Exercise description. The records follow. Give them all back exactly.

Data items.
*****

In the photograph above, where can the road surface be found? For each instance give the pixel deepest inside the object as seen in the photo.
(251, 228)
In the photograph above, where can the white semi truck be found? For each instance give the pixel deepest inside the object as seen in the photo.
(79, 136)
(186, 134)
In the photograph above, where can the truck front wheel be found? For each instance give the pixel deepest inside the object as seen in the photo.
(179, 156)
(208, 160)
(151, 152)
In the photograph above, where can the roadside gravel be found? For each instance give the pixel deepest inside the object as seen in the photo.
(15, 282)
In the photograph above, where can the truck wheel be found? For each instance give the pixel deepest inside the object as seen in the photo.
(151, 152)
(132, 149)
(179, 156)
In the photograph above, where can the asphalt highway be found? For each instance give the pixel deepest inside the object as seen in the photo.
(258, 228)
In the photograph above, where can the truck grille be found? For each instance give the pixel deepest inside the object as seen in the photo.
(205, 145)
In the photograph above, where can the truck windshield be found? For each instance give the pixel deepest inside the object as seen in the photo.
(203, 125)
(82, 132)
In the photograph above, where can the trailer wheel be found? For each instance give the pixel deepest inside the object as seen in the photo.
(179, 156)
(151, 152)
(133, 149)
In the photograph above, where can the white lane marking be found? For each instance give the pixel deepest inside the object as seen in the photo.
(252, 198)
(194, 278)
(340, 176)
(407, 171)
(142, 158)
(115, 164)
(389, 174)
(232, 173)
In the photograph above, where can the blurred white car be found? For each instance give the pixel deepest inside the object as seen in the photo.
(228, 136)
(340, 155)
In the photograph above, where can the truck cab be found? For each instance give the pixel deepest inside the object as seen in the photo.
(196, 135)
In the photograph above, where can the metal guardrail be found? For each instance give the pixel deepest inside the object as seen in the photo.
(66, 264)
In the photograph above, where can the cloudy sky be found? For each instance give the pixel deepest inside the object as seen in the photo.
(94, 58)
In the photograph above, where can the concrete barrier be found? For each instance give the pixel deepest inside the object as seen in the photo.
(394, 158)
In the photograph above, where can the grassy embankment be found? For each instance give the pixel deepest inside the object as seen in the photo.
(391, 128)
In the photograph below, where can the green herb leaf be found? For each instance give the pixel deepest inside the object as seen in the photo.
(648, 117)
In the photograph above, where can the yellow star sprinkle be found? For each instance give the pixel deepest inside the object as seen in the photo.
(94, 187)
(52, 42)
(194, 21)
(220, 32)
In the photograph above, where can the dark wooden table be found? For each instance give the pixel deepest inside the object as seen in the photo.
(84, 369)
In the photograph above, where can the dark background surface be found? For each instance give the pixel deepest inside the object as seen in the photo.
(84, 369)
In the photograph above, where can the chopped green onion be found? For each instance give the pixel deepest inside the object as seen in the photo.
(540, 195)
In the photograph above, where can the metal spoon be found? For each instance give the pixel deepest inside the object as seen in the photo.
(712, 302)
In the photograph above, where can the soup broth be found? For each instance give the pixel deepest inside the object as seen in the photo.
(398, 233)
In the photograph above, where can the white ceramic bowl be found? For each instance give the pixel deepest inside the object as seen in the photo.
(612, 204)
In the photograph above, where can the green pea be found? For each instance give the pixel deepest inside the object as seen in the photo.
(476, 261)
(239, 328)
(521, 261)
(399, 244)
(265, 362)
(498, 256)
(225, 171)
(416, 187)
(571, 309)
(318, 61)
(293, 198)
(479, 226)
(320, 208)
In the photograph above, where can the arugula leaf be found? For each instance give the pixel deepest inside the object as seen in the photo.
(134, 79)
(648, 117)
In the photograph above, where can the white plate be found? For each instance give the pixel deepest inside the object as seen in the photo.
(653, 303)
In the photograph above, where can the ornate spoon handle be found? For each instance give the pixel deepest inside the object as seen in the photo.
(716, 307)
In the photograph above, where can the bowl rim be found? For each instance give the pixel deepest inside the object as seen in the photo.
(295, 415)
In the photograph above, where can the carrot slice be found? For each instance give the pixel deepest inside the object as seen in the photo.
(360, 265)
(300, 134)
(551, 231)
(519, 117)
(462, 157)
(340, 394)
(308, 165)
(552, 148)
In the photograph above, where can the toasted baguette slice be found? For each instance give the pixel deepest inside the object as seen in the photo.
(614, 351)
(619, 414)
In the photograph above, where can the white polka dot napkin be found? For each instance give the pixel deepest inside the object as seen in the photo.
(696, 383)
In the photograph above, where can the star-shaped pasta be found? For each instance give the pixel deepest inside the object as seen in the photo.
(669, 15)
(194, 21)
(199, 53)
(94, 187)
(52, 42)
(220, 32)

*****

Written solution.
In the photograph above, where can the road surface be found? For each instance give the pixel deepest inside the object as seen in the photo.
(251, 228)
In the photograph above, where can the white semi truck be found? For each instance give the pixel deepest inside the object as seen in the photo.
(79, 136)
(186, 134)
In the photograph above, where can the truck front wheel be found? For each instance give the pixel deepest inside the object as seen in the photo.
(179, 156)
(208, 160)
(151, 152)
In the photograph above, where can the roadside gravel be found? For each instance give the pixel deepest inside the object as seen in the photo.
(15, 282)
In the photograph above, where can the truck wheel be found? For each instance give the pixel deepest inside the object as seen in the photo.
(151, 152)
(132, 149)
(179, 156)
In the photograph above, where can the asphalt highway be found? For each instance give the pixel deepest inside the object as seen in the photo.
(258, 228)
In the photograph above, where can the truck grille be found? For each instance give the pixel deepest inside the object as seen in the photo.
(205, 145)
In the photograph above, where can the truck windshield be found? For each instance give the pixel deepest inside the object as seen in the photo.
(203, 125)
(82, 132)
In the photograph above, where can the trailer wheel be found? For each instance give the pixel deepest inside the object as seen in the photo.
(179, 156)
(151, 152)
(133, 149)
In the photograph above, where can the white lane marking be found? For each instance give the pixel deepest inside the object as seen in the photo.
(252, 198)
(194, 278)
(340, 176)
(407, 171)
(142, 158)
(115, 164)
(389, 174)
(232, 173)
In the photograph above, where can the blurred white car be found? For each instance give the pixel deepest inside the object as seen in the photo.
(228, 136)
(340, 155)
In the photograph above, where can the truck cab be found? For each instance give the pixel deepest inside the object as seen in the photo.
(196, 135)
In the photograph above, where can the metal guardrail be found? For each instance give the pixel deepest inside the object as seen in the photo.
(66, 264)
In the photograph above, where can the cloudy sky be found? For each instance give the pixel deepest inside the object as seen in the photo.
(94, 58)
In the photograph above, where can the concrete barrier be found? For each instance give the pixel deepest inside the object as seen in the photo.
(394, 158)
In the photograph above, where can the grassy embankment be found? For each instance give the pixel deepest inside the object as seen in the photo.
(391, 128)
In the photograph below, where can the green herb leaf be found? For each instance give the pixel deepest inside the object as seen in the photo.
(648, 117)
In the photograph above, where can the yellow star sprinkle be found? For each instance give the pixel deepest inside the object as seen in the photo.
(94, 187)
(52, 42)
(194, 21)
(220, 32)
In the photograph above, where can the dark wooden table be found? For each instance give the pixel deepest inside the object as seen in the photo.
(84, 369)
In the photograph above, where can the dark background surface be found? For each instance give the pixel deepest inside the object as seen in the photo.
(84, 369)
In the photograph above, where can the chopped green onion be found? For each instance give the pixel deepest inside the object as seen in the photo.
(540, 195)
In the photograph above, where can the metal spoon be found? For each instance give the pixel deepest inside the object as seen in the photo.
(712, 302)
In the photograph above, where can the soup broth be found? For each instance give the pixel deepest inside the object as seen in the photo.
(398, 233)
In the photograph above, where can the white ceramic bowl be found? For each instance give the pixel deepest inside the object as seen in the photo.
(612, 204)
In the photograph above, where can the green pea be found? For each instance give the pixel deepest inside the object as seen in the photo.
(476, 261)
(239, 328)
(521, 261)
(399, 244)
(265, 362)
(498, 256)
(225, 171)
(416, 187)
(571, 309)
(318, 61)
(293, 198)
(479, 226)
(320, 208)
In the photograph above, where can the arugula leaf be found? For each instance give the pixel deepest inside the object as seen in the photo.
(134, 79)
(648, 117)
In the photograph above, where can the white plate be found? For each instance give the pixel deepest inside the object as seen in the photo.
(653, 303)
In the photograph above, where can the ornate spoon handle be found? For each instance give the pixel deepest inside the object as seen in the photo.
(716, 307)
In the photograph above, where can the bowl rim be found? For each instance give the pixel deepest inside the object as seen in the photo.
(295, 415)
In the photograph above, where can the carrot slice be found? For each instance give the pixel deepest inside the object as seen in the photo.
(360, 265)
(300, 134)
(551, 231)
(519, 117)
(462, 157)
(340, 394)
(308, 165)
(552, 148)
In the photograph above, where can the toasted baguette slice be found? For each instance give the pixel deepest inside the object as seen in the photo.
(614, 351)
(619, 414)
In the photograph above, where can the white polka dot napkin be found? For each instance give the pixel deepest inside the object as seen in the photo.
(696, 383)
In the photograph above, where can the star-shaped pasta be found? For each instance give the pixel deepest inside the object as seen in the photo.
(669, 15)
(194, 21)
(199, 53)
(94, 187)
(52, 42)
(220, 32)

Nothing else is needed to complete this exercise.